>> Start

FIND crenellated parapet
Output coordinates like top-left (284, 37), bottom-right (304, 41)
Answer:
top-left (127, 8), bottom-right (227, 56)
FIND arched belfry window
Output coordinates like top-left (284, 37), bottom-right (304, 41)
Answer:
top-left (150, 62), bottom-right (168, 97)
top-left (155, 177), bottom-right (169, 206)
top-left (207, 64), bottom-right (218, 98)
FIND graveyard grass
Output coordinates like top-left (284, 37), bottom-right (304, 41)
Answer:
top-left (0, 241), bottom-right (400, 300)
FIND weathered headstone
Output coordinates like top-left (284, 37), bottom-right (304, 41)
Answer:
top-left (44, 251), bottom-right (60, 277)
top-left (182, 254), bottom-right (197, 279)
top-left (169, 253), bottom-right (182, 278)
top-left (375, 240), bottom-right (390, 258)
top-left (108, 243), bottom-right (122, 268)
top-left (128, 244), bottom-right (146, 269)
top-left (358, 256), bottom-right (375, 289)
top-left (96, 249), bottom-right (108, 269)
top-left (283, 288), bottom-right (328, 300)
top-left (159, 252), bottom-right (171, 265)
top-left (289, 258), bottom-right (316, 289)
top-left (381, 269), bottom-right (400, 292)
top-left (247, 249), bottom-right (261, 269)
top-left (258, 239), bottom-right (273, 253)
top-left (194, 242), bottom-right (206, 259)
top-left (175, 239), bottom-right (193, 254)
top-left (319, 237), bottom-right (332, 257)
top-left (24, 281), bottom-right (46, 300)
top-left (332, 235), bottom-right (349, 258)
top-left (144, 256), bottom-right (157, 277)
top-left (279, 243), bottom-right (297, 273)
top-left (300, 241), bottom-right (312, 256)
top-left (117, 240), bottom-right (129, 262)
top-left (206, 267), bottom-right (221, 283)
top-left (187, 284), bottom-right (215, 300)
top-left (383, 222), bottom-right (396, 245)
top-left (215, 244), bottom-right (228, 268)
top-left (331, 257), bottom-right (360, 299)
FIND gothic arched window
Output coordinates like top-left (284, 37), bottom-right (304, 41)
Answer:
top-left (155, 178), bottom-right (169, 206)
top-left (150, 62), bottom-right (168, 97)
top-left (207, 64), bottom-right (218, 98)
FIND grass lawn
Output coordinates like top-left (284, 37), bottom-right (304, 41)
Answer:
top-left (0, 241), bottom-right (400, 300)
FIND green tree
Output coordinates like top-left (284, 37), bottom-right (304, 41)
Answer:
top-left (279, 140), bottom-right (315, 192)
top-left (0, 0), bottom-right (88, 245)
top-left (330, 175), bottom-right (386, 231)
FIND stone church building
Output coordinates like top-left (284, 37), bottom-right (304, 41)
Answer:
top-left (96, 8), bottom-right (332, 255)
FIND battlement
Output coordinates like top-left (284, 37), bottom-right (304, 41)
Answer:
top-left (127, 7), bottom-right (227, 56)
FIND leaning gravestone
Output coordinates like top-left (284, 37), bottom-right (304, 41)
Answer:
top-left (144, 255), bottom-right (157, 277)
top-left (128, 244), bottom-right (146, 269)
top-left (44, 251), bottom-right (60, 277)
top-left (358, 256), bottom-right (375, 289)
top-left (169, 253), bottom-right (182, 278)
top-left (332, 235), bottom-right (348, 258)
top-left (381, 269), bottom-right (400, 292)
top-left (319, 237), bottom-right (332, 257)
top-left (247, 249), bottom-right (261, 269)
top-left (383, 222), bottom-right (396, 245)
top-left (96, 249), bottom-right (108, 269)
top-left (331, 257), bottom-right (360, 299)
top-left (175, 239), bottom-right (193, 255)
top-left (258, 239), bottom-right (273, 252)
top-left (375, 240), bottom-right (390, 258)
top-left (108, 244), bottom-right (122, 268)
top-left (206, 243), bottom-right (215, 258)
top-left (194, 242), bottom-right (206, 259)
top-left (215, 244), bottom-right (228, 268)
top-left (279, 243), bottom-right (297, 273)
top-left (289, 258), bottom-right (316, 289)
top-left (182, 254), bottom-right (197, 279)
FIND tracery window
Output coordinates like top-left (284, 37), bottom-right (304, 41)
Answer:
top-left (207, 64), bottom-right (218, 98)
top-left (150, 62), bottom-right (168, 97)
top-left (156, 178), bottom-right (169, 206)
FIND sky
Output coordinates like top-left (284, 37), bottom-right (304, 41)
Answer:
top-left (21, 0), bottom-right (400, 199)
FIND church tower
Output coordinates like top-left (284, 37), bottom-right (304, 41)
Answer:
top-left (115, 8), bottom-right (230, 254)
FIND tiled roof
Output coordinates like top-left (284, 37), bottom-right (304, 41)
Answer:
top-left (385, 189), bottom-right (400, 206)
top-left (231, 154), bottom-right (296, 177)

>> End

§ PROBLEM TO SOLVE
Copy everything from the line containing "FIND battlement" down to the line containing "top-left (127, 7), bottom-right (227, 56)", both of those lines included, without changing a character.

§ EXERCISE RESPONSE
FIND battlement
Output coordinates like top-left (284, 37), bottom-right (304, 41)
Answer:
top-left (127, 7), bottom-right (227, 56)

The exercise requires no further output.